> **SOURCE PASSAGE**
•••••

Whatever its origin, we now know that Marathalli is one of the oldest places in and around Bangalore. Historians and archaeologists say that the first mention of Marathalli as a settlement is in a written record belonging to the Vijayanagar Dynasty in 1508. However, there is proof to say that this locality existed even in the middle ages.
The Someshwara Temple of Marathalli and an inscription on an Ashwatha Katte date the inhabitation of Marathalli to the eleventh century. This makes Marathalli much older than Bangalore or other towns in and around the Garden City.
A few decades ago, the Someshwara temple was the centre of the Marathalli village. But today, it stands away from the centre point of the locality. Historians date the Someshwara Temple to the Cholas and this was built sometime during the eleventh century.
The temple of Someshwara is a typical Chola structure. It is really interesting to note that it was from the time of the Cholas that the penchant for constructing Someshwara temples began and almost all such temples are in and around Bangalore.
(Another Someshwara Temple of the Cholas is in Ulsoor or Halasuru but this was substantially repaired and renovated by Kempe Gowda).   
The Someshwara Temple at Marathalli is as old as the Someshwara Temple at Agara in Sarjapur. Thus, we find many Someshwara Temples of the Chola era in Bangalore.
Coming back to Marathalli, historians discovered an old inscription on the Aswathakatte  or platform of a banyan tree.

•••••

> **PROVIDED MATERIAL**
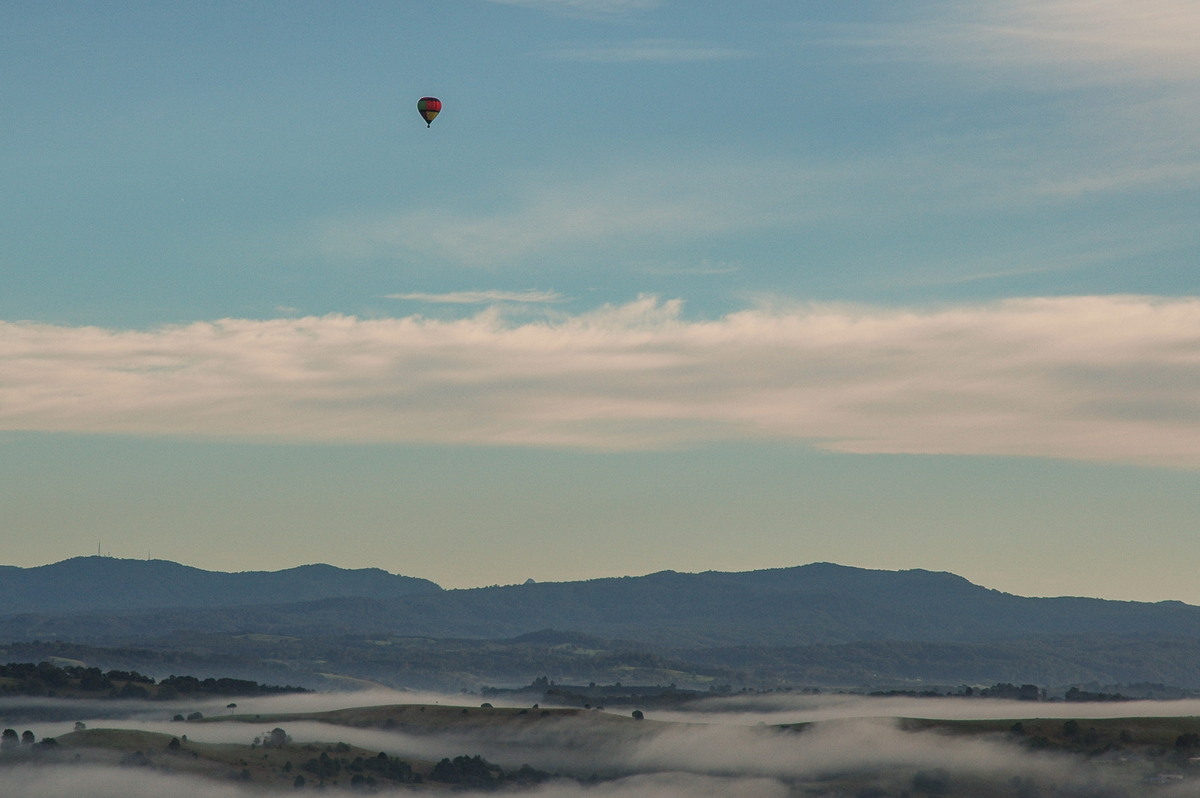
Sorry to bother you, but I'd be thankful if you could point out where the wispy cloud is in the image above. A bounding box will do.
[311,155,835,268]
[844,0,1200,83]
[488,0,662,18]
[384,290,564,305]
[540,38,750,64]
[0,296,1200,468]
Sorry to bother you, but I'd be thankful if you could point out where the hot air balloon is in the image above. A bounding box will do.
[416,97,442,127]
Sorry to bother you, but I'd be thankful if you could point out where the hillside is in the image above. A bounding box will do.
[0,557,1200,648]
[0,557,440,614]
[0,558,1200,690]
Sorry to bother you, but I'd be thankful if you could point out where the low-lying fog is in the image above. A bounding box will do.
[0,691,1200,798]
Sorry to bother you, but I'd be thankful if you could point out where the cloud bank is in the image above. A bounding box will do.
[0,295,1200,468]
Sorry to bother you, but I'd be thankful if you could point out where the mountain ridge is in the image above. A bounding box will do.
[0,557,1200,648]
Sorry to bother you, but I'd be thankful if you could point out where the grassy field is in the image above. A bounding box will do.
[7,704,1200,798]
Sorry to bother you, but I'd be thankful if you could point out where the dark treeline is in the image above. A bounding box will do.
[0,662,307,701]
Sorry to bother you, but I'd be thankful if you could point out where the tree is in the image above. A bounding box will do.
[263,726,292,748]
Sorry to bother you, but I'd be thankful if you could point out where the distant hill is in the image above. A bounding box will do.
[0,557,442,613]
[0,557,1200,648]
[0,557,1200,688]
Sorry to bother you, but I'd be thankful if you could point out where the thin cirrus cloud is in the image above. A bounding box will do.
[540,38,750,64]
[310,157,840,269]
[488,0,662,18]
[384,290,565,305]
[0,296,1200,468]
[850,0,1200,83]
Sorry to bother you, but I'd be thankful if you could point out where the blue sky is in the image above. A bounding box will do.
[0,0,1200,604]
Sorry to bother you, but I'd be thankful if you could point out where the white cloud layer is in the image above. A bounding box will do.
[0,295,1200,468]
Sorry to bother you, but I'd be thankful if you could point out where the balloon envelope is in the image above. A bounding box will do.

•••••

> **DIRECTIVE 1**
For each statement below, say whether it agrees with the passage on Marathalli. Answer yes or no and quote the deciding words of the passage. (a) The first written mention of Marathalli as a settlement comes from a Vijayanagar Dynasty record dated 1508. (b) The Someshwara temple still stands at the center of the Marathalli locality today. (c) Kempe Gowda substantially repaired and renovated the Chola-era Someshwara Temple in Ulsoor.
> **DIRECTIVE 2**
Reproduce the passage on Marathalli verbatim, from the words "A few decades" up to and including the words "are in and around Bangalore.".

> **RIGHT ANSWER 1**
(a) Yes: "the first mention of Marathalli as a settlement is in a written record belonging to the Vijayanagar Dynasty in 1508"
(b) No: "But today, it stands away from the centre point of the locality."
(c) Yes: "this was substantially repaired and renovated by Kempe Gowda"

> **RIGHT ANSWER 2**
A few decades ago, the Someshwara temple was the centre of the Marathalli village. But today, it stands away from the centre point of the locality. Historians date the Someshwara Temple to the Cholas and this was built sometime during the eleventh century.
The temple of Someshwara is a typical Chola structure. It is really interesting to note that it was from the time of the Cholas that the penchant for constructing Someshwara temples began and almost all such temples are in and around Bangalore.